Detection annotation records
* * * * * * *

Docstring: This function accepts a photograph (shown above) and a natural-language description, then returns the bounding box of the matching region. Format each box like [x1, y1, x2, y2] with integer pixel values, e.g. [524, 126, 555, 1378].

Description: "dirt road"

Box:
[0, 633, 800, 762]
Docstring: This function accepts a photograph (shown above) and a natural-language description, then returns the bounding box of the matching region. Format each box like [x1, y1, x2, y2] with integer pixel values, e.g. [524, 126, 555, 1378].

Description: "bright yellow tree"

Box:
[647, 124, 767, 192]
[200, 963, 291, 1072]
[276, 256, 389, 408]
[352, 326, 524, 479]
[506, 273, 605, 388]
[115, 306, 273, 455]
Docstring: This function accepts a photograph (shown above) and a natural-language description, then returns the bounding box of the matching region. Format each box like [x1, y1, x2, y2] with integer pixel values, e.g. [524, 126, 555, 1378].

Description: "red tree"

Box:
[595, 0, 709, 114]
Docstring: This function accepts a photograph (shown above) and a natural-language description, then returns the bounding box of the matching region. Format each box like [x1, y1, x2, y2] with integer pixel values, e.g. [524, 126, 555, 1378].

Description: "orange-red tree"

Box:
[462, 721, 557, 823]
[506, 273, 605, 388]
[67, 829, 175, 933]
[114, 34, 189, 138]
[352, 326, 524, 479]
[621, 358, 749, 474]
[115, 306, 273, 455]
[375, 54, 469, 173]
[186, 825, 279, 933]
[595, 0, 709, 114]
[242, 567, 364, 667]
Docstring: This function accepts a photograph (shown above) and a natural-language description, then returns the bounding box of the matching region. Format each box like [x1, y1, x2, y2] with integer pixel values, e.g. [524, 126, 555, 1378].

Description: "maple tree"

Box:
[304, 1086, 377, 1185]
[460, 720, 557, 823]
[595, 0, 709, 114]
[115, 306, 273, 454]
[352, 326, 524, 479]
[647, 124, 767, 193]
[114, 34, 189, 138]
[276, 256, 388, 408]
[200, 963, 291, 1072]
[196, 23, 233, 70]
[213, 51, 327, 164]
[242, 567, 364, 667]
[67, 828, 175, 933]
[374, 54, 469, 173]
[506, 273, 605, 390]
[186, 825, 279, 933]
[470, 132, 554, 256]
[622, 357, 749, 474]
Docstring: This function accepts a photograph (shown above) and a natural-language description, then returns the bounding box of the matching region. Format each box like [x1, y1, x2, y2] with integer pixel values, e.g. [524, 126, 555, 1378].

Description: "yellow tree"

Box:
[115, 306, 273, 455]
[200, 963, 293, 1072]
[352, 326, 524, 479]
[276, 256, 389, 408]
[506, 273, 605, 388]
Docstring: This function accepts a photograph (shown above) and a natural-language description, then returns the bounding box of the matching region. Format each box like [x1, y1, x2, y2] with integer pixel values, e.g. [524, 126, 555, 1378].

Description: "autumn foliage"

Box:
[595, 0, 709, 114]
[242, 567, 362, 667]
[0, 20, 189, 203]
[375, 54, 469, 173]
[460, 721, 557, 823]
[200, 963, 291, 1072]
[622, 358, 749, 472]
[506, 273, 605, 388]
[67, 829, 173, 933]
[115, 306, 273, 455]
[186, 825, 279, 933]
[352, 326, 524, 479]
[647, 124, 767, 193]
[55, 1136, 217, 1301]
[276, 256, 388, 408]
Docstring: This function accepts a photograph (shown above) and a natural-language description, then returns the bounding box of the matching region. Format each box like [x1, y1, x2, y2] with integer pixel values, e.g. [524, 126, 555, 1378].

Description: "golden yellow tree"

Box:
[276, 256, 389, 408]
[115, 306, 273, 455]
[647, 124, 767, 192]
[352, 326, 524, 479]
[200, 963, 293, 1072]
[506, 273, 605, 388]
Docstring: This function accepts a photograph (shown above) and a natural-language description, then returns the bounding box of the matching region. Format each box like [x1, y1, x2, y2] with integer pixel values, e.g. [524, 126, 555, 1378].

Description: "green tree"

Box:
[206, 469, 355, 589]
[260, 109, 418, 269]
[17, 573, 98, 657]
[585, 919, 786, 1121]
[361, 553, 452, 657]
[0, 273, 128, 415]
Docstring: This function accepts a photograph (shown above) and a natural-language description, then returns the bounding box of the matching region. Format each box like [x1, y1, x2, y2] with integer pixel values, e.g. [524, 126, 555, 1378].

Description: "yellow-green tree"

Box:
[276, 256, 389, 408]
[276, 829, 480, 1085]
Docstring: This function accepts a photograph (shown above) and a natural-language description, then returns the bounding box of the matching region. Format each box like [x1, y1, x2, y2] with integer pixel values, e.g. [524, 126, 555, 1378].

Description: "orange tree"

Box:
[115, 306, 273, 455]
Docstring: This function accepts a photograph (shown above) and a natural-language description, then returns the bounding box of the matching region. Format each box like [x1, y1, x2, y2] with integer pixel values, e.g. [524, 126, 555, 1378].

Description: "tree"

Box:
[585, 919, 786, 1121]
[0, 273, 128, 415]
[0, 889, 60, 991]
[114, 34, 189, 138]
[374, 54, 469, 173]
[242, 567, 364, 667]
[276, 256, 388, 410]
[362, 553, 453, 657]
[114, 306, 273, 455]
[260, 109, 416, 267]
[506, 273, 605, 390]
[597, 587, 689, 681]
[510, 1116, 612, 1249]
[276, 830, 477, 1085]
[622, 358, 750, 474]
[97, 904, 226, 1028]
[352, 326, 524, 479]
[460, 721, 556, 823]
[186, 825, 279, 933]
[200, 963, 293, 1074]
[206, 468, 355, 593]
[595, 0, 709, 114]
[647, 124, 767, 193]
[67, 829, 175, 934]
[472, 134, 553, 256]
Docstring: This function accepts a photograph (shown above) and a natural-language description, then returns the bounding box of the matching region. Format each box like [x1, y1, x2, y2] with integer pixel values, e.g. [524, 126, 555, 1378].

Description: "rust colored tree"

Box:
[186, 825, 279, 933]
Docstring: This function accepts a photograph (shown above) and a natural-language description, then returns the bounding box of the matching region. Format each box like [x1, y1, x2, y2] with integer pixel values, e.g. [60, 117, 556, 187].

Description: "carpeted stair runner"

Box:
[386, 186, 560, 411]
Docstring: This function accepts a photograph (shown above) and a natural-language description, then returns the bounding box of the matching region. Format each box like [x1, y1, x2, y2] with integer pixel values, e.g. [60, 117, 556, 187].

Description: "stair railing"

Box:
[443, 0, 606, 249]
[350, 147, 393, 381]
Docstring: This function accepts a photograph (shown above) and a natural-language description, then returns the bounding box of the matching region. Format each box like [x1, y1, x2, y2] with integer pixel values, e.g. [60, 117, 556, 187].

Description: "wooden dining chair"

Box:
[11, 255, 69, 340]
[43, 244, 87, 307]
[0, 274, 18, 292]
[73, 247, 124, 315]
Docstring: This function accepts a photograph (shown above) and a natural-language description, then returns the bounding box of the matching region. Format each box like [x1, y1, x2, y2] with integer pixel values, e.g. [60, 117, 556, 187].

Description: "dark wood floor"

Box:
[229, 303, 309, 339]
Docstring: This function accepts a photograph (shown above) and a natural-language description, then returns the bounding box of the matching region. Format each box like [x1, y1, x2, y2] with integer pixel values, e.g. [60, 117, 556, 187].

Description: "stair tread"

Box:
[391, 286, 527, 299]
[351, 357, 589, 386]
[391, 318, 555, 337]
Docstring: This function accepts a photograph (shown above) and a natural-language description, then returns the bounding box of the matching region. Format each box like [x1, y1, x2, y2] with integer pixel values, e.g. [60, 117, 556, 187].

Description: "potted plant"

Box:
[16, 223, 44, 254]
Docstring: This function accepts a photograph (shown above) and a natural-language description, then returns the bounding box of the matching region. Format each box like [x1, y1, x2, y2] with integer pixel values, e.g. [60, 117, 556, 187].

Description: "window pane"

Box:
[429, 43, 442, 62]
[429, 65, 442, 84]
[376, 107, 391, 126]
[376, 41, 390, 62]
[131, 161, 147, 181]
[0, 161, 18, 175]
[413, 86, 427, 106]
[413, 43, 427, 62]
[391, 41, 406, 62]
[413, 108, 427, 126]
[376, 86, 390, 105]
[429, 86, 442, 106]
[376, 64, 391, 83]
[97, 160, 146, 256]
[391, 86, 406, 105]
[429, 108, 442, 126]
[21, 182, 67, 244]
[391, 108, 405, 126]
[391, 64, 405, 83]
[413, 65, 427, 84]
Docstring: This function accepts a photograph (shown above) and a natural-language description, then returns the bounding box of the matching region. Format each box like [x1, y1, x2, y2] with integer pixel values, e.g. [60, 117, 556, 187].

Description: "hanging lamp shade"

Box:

* * * * * * *

-- WHAT IS ASKED --
Can you gather every line of the items above that contains the string "yellow", matching case exactly?

-- SOLUTION BELOW --
Description: "bright yellow tree"
Description: "yellow tree"
Description: "golden yellow tree"
Description: "yellow-green tree"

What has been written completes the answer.